Go over the data and copy out each line with "Target" in it.

══ Available records

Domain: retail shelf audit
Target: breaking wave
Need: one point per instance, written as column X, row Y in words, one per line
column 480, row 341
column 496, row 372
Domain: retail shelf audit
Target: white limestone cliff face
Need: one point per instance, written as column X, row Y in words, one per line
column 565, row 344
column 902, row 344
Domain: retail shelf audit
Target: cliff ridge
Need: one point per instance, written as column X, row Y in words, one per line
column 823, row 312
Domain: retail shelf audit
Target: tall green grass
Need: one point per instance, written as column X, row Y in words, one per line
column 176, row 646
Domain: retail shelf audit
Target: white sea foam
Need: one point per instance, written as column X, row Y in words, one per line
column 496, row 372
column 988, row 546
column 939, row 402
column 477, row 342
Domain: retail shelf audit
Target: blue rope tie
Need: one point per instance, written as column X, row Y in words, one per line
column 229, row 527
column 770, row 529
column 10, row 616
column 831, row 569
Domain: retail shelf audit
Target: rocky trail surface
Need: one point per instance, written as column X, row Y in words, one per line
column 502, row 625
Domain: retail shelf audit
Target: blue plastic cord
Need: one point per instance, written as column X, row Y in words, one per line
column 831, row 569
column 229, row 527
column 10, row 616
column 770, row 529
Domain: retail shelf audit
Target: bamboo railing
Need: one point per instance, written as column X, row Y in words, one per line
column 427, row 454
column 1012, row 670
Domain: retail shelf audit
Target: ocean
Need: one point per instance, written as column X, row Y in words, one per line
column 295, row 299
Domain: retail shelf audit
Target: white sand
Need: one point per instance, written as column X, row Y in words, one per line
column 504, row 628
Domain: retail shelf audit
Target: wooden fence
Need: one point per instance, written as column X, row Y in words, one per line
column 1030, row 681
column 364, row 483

════

Exercise output →
Target: breaking wave
Target: white limestone cliff face
Target: cliff ridge
Target: tall green grass
Target: white sea foam
Target: blue rope tie
Target: rocky trail surface
Target: blue plastic cord
Target: bamboo railing
Target: ocean
Target: white sand
Target: wooden fence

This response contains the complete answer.